Give only the number of lines in the rows below that contain the string "street".

— Begin —

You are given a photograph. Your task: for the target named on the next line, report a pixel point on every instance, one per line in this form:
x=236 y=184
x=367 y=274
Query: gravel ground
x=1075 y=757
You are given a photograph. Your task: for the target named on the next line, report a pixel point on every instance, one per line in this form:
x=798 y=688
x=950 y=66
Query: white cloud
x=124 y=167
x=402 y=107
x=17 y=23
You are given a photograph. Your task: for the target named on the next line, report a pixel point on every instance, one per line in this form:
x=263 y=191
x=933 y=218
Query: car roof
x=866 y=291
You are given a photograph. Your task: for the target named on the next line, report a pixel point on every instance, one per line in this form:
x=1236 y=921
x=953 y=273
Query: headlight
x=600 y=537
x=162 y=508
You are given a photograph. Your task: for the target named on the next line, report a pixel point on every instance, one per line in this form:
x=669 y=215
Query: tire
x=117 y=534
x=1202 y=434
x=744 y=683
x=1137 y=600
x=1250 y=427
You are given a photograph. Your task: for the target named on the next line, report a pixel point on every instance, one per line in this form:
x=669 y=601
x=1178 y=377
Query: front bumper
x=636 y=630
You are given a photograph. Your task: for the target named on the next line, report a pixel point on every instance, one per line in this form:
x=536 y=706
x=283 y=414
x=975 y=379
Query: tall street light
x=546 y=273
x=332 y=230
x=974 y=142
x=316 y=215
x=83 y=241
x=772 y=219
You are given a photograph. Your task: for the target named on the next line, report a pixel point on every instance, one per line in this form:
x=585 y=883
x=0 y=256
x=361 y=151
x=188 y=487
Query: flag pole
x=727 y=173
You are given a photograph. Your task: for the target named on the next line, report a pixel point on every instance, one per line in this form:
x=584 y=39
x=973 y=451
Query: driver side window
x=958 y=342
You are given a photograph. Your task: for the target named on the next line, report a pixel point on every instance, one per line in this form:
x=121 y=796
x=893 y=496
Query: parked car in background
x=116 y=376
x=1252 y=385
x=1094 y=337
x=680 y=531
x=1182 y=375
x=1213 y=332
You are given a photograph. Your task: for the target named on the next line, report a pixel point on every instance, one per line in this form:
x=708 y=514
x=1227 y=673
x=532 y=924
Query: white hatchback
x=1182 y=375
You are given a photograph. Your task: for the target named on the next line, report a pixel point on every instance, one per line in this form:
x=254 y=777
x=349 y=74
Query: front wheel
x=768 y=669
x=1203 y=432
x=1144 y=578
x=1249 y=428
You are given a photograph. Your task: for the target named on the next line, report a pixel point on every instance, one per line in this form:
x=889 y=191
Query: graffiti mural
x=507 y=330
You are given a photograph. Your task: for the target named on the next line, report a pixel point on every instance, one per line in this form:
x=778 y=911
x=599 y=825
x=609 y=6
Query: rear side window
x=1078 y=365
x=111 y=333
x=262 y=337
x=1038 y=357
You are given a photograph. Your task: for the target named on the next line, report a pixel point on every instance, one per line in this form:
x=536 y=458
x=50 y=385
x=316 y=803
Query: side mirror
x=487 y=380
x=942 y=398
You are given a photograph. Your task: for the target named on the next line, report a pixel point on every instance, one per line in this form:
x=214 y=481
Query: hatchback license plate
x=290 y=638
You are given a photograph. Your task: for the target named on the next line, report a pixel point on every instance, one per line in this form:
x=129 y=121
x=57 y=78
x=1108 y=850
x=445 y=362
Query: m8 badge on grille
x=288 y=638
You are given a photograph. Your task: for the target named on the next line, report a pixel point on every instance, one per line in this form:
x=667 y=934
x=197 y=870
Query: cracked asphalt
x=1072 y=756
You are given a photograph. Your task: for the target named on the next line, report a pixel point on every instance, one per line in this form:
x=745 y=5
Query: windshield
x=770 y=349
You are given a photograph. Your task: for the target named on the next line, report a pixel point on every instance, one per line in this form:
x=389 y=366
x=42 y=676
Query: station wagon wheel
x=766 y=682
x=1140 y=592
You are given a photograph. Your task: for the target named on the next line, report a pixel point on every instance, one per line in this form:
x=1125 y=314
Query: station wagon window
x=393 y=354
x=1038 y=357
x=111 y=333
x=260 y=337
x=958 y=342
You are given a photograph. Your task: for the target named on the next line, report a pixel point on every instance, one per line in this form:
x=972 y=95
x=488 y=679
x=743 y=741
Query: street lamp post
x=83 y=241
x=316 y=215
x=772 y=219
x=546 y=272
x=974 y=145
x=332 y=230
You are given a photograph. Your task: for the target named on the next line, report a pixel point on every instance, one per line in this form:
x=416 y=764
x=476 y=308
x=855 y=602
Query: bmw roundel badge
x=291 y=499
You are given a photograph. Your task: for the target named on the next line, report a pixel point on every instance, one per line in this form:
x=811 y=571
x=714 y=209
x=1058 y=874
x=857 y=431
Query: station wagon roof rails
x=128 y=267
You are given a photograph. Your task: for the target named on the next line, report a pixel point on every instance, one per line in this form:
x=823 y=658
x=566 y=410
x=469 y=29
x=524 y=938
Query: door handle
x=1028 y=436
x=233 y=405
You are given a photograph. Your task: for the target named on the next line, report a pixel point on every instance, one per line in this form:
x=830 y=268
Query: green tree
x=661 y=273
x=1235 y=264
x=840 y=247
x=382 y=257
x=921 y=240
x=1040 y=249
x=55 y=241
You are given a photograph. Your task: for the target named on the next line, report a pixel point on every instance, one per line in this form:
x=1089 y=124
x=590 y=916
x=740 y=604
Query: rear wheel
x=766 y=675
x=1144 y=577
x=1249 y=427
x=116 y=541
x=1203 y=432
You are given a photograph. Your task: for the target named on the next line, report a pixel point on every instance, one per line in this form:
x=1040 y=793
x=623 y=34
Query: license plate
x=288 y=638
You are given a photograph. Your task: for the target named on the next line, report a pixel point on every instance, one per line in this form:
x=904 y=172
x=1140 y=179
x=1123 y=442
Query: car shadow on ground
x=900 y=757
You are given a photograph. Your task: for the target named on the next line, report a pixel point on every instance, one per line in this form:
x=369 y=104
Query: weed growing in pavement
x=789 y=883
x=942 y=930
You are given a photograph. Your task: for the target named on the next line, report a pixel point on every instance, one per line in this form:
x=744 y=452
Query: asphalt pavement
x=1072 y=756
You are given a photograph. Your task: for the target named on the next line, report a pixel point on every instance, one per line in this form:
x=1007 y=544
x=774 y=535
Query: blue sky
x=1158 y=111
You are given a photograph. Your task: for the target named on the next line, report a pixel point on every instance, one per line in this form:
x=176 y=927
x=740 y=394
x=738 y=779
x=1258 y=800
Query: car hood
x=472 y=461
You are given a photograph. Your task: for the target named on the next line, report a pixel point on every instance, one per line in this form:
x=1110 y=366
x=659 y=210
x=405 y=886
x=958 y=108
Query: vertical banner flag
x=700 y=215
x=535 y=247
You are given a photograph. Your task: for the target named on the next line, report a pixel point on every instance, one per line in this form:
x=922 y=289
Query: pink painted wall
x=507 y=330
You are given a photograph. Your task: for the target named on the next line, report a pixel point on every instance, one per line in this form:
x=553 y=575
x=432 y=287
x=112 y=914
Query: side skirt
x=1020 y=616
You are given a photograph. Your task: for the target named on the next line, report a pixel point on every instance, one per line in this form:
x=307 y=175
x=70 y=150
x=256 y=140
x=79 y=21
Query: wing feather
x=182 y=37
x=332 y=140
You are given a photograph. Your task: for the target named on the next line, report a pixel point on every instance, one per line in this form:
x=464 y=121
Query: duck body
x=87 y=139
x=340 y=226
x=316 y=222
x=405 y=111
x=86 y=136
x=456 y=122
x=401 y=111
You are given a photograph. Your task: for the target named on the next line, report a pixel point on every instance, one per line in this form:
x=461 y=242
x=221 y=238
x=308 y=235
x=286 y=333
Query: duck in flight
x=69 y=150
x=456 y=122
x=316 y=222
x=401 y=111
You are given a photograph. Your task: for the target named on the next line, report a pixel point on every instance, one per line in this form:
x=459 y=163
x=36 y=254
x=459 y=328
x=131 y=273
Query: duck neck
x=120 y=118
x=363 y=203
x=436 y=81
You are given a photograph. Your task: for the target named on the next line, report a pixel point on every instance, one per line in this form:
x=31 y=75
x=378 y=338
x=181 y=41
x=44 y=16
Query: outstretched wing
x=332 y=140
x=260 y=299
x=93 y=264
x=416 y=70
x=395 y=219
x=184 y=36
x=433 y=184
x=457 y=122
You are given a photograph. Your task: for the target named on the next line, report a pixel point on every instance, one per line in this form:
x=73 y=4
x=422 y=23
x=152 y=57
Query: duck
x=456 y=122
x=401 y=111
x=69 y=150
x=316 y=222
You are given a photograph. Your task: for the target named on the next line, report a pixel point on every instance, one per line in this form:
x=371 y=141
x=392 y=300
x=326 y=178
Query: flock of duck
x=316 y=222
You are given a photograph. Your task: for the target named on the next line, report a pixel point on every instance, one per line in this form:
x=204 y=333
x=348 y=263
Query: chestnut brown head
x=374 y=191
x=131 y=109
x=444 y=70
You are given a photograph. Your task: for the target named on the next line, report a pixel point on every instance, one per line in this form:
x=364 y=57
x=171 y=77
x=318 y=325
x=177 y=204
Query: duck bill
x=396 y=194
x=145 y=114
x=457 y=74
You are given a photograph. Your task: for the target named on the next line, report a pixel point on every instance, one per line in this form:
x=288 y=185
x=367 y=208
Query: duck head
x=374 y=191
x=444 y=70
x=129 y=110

— End —

WRITTEN RESPONSE: 2